_L'EXERCICE:_ Repère dans les données ci-dessous chaque ligne qui contient la chaîne « building » et recopie-la telle quelle, en respectant la casse.

========================

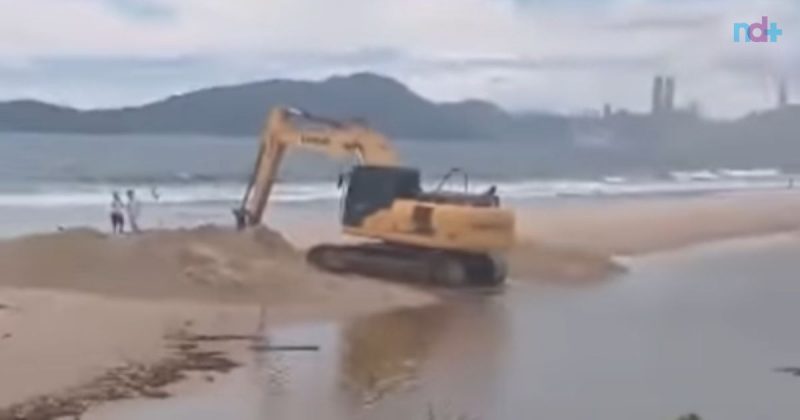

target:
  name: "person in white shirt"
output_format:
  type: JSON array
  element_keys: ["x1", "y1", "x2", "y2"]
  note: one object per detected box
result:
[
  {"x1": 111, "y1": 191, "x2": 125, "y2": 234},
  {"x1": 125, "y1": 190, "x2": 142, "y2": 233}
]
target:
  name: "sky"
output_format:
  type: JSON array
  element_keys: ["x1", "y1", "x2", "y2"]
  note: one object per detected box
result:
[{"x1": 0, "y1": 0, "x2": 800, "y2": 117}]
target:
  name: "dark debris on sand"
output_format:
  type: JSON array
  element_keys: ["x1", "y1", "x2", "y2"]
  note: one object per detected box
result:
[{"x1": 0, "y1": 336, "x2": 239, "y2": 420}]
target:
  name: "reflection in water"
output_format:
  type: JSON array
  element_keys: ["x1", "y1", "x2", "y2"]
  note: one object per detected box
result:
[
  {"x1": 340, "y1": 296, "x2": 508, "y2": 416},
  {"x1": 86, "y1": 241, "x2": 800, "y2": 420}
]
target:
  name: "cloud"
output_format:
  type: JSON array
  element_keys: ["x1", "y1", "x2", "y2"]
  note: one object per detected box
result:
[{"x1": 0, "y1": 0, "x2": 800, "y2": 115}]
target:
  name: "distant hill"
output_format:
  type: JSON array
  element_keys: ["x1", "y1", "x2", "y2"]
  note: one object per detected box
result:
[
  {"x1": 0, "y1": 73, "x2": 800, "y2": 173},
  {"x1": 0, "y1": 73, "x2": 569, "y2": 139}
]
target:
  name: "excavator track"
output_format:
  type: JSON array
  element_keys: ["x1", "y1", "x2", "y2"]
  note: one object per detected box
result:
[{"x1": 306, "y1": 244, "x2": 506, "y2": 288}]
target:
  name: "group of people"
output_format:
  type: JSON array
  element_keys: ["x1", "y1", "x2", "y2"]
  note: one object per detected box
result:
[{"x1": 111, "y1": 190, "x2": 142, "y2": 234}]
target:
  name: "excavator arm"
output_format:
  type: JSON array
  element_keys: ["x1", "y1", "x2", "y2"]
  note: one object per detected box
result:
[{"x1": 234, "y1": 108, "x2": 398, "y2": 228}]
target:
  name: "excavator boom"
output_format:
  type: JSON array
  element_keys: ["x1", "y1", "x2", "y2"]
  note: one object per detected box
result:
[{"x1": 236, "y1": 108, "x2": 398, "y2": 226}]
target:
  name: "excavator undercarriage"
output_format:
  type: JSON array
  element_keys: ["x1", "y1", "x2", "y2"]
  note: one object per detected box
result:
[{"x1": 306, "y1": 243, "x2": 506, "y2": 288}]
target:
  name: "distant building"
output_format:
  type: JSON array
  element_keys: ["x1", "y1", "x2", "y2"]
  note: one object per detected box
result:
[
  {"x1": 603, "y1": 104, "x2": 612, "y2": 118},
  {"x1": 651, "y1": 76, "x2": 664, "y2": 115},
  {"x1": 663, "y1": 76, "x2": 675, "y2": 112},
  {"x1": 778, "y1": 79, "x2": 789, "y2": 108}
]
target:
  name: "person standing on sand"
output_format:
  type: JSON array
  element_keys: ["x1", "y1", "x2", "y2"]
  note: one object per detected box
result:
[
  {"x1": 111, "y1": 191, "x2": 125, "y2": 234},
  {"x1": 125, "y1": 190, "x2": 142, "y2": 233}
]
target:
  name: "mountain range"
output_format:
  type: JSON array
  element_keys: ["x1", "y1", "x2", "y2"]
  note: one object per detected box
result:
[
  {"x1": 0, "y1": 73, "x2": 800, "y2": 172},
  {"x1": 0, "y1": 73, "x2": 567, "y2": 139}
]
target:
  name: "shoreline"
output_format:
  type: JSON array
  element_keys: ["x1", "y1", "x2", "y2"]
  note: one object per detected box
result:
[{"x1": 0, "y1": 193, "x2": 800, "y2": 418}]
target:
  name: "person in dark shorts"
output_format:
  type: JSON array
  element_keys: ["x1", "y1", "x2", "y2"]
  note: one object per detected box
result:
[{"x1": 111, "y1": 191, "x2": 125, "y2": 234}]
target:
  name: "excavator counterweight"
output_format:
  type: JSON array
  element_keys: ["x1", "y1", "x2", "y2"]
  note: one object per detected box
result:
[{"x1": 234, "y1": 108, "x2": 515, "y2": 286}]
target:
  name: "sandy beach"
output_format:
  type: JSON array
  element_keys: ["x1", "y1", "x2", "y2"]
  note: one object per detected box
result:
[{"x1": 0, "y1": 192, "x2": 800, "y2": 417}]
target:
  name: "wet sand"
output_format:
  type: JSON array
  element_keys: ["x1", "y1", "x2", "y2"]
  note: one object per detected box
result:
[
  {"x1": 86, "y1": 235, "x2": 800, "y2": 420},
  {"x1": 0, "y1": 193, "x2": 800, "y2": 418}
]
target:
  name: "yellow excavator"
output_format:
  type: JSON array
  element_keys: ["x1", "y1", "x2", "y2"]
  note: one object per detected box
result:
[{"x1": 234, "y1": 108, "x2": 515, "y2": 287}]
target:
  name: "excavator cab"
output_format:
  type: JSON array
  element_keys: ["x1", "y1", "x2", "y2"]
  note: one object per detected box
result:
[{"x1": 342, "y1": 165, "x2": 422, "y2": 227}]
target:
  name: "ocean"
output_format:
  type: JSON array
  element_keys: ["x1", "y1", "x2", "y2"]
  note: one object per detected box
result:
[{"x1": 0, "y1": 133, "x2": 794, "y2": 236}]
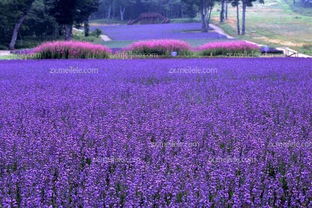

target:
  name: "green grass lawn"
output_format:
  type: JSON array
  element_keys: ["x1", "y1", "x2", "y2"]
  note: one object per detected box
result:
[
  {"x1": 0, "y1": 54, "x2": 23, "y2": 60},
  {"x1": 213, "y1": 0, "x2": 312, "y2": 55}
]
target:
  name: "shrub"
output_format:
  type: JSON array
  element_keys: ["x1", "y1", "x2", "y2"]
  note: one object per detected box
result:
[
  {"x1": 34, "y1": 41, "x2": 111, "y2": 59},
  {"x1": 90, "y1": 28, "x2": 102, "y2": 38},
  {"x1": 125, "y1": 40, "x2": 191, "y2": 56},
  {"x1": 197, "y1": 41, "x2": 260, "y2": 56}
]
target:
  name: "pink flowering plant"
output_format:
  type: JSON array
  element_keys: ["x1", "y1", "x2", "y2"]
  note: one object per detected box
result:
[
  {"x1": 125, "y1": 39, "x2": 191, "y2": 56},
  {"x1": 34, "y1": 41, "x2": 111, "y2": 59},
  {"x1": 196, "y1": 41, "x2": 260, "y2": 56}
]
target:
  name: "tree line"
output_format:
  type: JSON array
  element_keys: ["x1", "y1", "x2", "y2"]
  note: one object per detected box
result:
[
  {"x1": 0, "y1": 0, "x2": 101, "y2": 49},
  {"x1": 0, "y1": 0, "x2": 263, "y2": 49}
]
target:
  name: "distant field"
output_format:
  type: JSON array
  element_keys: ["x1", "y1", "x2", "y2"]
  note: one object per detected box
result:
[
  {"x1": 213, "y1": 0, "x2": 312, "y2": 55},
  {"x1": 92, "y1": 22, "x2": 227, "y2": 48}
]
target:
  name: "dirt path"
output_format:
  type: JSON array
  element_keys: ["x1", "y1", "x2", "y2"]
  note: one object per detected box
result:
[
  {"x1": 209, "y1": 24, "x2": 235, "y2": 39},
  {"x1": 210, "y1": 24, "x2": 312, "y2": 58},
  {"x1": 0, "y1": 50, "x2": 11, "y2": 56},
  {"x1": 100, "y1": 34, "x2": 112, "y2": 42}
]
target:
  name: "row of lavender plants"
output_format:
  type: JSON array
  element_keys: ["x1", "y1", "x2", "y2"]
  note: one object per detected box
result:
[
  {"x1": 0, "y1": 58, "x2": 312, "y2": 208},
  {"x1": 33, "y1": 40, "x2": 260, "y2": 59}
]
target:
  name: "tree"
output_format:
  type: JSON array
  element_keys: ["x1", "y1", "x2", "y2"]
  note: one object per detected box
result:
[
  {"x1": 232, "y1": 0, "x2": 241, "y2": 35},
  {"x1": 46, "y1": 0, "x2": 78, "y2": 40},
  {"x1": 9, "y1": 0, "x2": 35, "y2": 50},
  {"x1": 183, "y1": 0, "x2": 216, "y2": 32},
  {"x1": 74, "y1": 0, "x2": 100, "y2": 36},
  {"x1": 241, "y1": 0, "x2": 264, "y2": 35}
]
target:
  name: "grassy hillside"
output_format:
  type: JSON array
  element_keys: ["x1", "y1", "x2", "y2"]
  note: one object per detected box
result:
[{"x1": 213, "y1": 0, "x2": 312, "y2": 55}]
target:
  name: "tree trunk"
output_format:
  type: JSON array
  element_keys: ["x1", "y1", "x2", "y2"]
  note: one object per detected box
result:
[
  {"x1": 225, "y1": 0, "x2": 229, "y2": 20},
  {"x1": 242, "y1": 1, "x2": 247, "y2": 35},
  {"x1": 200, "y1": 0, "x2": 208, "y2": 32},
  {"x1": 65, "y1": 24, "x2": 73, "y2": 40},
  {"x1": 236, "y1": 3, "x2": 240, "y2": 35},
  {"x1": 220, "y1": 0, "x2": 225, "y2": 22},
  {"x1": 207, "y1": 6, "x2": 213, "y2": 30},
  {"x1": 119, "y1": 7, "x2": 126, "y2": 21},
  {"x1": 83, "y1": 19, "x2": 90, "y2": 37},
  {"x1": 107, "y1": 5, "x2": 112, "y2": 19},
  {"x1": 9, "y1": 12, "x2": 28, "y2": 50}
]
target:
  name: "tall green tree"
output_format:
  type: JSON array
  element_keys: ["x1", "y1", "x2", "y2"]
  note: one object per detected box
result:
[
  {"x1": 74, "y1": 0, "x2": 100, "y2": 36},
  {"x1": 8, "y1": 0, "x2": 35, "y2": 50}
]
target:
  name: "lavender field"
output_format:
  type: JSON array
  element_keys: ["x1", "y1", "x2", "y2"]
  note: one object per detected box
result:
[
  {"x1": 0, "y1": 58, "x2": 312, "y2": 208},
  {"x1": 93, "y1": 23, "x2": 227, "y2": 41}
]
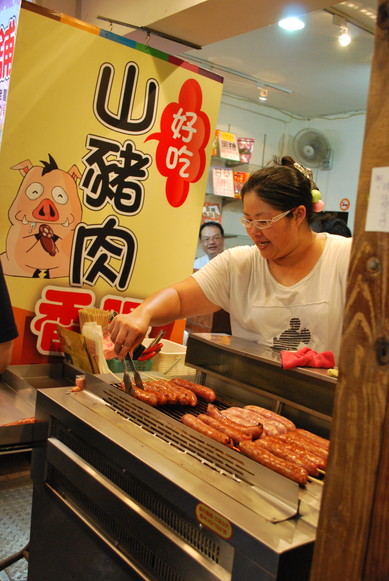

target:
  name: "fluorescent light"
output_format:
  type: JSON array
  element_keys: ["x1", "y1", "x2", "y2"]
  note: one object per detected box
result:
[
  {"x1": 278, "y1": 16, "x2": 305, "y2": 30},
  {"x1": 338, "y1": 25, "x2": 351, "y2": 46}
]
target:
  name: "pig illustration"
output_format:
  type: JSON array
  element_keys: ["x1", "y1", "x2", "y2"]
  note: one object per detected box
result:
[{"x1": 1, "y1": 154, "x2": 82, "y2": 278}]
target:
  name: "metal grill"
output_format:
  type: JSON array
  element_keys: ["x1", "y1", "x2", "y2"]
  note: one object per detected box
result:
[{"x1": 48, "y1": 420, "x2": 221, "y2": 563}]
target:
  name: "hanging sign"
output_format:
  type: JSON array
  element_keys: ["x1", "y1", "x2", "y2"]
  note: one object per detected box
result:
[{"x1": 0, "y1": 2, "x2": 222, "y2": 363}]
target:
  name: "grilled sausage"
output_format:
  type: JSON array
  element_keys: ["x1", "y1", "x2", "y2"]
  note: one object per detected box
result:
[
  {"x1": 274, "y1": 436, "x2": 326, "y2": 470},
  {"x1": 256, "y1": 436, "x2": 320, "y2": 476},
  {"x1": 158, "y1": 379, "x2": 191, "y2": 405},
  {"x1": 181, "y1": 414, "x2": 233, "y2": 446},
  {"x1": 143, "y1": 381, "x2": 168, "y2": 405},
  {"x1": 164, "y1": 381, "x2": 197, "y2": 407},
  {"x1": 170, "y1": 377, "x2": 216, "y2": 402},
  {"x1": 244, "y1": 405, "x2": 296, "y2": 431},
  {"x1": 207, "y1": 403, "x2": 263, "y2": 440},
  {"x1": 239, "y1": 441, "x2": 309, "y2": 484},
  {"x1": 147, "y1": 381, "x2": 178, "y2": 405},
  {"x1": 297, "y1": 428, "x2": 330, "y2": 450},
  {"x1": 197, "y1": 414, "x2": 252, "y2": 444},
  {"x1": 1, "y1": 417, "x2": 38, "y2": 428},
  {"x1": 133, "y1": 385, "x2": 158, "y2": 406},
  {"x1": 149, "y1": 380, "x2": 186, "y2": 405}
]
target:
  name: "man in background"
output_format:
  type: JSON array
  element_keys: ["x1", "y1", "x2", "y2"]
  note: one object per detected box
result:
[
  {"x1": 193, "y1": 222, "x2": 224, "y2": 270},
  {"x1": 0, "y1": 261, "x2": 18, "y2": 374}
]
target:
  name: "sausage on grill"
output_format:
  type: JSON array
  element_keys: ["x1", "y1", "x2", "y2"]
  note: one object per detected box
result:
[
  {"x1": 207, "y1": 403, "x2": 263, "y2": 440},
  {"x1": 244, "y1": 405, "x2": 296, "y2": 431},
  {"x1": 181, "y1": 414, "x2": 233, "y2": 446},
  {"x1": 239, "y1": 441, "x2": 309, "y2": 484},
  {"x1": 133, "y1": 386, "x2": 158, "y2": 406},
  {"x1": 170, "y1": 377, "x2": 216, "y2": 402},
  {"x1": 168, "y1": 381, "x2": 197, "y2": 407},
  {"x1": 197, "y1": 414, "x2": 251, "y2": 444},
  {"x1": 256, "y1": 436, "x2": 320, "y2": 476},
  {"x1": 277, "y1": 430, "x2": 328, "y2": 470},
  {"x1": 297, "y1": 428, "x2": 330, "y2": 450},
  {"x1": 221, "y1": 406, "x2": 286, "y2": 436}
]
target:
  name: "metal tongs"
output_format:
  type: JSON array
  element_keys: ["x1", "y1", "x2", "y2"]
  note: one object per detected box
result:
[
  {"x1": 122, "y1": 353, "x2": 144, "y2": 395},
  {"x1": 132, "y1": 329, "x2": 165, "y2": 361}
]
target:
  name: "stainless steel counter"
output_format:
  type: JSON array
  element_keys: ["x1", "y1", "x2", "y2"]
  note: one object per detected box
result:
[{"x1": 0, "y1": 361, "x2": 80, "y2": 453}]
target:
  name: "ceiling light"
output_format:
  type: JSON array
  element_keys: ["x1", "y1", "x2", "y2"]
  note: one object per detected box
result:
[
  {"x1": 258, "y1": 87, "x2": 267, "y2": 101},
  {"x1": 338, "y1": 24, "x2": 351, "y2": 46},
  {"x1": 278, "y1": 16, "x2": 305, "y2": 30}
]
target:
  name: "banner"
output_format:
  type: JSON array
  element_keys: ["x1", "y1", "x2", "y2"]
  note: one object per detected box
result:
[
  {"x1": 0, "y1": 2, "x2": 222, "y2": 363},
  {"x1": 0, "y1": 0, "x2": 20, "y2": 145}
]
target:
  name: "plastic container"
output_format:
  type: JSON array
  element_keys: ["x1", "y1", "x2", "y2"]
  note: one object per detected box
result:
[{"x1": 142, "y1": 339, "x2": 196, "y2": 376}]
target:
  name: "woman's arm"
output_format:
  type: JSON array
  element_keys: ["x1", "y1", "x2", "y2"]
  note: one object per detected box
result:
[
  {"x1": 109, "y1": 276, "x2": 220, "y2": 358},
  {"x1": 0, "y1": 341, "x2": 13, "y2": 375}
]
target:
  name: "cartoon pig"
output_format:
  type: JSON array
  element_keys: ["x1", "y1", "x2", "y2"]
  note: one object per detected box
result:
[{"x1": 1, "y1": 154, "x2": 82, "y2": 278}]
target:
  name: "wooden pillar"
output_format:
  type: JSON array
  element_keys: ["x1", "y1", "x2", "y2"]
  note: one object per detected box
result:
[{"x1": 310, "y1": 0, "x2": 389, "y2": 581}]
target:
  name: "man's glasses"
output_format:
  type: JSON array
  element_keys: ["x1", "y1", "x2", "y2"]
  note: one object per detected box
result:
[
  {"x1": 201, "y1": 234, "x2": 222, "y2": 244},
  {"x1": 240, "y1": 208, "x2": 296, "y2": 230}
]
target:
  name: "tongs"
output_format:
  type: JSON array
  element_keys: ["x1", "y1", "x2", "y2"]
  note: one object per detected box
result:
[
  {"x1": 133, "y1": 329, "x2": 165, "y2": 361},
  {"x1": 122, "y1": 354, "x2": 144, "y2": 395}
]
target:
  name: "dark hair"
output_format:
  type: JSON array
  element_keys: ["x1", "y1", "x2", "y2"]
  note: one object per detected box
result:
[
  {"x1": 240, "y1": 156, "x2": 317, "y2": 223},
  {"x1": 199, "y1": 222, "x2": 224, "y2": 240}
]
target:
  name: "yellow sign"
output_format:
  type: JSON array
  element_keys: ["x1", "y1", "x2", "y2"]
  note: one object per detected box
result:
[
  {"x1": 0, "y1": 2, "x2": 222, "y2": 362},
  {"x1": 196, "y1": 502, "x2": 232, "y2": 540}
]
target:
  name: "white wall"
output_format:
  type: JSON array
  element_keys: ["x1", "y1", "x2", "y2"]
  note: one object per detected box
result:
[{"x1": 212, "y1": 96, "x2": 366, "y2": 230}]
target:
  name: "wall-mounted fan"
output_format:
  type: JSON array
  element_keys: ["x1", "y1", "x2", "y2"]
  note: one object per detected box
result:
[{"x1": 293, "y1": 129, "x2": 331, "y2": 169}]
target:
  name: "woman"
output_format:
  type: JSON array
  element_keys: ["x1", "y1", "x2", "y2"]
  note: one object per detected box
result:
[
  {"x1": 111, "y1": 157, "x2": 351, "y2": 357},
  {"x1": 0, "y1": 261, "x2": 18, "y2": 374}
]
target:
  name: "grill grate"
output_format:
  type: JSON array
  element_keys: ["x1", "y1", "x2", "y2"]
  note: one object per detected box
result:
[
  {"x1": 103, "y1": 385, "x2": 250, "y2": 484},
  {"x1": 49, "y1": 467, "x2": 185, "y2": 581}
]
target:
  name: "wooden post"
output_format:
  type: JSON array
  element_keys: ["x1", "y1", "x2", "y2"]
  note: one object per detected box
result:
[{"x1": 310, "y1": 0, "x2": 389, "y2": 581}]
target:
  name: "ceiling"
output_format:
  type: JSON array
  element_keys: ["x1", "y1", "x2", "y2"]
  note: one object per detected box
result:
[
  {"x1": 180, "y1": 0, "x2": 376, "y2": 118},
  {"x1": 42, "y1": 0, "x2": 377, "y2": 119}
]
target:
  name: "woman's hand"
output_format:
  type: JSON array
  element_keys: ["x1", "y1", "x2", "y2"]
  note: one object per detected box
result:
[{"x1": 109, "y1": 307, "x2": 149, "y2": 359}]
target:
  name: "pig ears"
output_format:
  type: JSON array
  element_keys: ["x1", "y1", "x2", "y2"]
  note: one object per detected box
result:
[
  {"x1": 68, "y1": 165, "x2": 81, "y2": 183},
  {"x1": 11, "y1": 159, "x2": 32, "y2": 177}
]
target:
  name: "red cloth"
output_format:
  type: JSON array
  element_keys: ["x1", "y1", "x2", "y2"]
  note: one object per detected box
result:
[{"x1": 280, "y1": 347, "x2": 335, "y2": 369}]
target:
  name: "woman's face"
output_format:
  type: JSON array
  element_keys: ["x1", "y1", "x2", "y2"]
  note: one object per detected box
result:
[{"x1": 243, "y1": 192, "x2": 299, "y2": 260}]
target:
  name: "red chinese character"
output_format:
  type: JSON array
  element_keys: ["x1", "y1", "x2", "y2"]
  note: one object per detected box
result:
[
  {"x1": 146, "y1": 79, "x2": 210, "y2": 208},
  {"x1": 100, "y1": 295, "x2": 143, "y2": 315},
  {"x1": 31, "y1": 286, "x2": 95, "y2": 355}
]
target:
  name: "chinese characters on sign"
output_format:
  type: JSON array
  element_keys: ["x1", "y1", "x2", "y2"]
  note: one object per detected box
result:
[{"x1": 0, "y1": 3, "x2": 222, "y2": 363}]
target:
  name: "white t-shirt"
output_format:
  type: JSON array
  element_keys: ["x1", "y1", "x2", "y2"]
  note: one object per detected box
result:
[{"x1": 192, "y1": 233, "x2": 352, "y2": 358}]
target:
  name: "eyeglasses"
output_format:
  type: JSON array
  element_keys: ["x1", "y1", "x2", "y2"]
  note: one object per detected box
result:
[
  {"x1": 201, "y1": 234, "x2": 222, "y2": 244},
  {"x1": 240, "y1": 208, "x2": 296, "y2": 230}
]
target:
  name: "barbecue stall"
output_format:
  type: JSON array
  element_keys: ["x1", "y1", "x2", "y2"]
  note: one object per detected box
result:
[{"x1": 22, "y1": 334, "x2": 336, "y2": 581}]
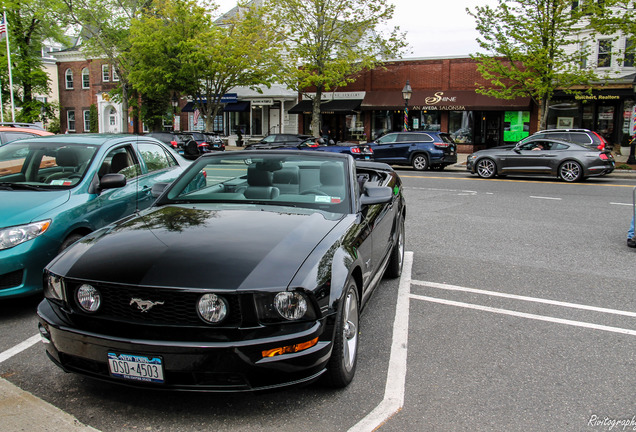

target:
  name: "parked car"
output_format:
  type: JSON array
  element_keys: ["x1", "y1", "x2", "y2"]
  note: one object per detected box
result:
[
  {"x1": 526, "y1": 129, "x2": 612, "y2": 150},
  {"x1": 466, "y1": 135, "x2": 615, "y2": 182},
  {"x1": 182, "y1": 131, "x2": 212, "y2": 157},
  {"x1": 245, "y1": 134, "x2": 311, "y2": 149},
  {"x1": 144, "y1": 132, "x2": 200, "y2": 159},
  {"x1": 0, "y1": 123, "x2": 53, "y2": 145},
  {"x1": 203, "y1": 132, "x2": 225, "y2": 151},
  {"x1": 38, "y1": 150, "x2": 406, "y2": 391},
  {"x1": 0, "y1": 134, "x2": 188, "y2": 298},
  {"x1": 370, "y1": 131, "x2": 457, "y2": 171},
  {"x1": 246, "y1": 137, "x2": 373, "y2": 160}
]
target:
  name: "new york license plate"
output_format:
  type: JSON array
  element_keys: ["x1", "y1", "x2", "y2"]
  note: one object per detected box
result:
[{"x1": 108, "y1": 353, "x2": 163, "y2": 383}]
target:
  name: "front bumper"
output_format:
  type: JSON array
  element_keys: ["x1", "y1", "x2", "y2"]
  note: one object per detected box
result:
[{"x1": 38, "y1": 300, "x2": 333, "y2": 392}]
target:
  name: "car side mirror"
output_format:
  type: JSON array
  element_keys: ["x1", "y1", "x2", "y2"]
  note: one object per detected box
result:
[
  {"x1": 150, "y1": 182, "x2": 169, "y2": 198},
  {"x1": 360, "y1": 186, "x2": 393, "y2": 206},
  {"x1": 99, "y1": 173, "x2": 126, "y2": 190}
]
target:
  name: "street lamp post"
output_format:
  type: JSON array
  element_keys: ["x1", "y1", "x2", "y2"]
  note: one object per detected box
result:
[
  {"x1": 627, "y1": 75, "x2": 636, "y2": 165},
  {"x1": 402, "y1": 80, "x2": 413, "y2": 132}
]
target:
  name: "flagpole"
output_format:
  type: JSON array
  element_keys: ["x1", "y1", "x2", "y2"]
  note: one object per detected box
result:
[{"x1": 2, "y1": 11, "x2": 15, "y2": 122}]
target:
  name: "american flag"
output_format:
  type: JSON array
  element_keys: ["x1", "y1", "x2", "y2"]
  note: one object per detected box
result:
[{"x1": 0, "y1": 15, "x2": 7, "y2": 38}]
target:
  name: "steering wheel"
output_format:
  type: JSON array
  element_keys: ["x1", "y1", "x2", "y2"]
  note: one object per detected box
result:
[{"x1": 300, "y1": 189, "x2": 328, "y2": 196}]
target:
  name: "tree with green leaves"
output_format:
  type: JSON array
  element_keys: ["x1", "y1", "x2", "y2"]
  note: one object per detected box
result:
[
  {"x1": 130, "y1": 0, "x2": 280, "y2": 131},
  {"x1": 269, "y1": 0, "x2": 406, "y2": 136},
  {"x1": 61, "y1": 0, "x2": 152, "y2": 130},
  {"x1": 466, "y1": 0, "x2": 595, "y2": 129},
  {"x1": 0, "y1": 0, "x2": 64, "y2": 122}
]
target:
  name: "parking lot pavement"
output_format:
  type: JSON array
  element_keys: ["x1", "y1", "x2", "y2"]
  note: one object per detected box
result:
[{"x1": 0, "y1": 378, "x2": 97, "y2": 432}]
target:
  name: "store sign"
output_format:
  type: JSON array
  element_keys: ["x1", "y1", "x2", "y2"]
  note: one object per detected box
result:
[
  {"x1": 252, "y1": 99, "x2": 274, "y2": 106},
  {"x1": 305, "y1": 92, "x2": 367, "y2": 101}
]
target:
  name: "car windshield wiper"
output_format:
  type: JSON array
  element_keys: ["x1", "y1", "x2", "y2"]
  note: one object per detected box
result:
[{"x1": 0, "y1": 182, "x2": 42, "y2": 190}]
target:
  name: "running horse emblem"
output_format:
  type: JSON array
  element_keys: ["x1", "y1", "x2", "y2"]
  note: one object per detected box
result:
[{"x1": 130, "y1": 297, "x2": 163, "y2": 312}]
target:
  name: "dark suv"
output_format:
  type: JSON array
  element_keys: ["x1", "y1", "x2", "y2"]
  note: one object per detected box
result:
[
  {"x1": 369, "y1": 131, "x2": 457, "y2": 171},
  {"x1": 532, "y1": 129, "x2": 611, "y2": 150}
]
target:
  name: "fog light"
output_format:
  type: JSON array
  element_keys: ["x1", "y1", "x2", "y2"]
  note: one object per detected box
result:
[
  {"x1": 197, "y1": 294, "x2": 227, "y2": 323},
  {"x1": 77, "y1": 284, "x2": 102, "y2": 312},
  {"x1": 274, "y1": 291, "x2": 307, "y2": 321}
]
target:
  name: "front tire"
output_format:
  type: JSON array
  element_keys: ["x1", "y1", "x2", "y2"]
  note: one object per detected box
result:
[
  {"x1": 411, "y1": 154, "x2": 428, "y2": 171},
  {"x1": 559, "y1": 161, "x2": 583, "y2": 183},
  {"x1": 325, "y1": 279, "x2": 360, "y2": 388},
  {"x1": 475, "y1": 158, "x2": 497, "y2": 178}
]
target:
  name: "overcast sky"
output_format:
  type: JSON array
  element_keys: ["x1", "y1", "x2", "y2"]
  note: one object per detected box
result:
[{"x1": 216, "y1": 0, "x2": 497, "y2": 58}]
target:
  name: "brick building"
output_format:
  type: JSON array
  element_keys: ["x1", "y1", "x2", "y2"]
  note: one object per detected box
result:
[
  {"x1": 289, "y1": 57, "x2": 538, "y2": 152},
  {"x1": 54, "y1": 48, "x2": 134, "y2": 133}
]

========================

_RÉPONSE À L'EXERCICE:_
  name: "distant building"
  name: "brick building"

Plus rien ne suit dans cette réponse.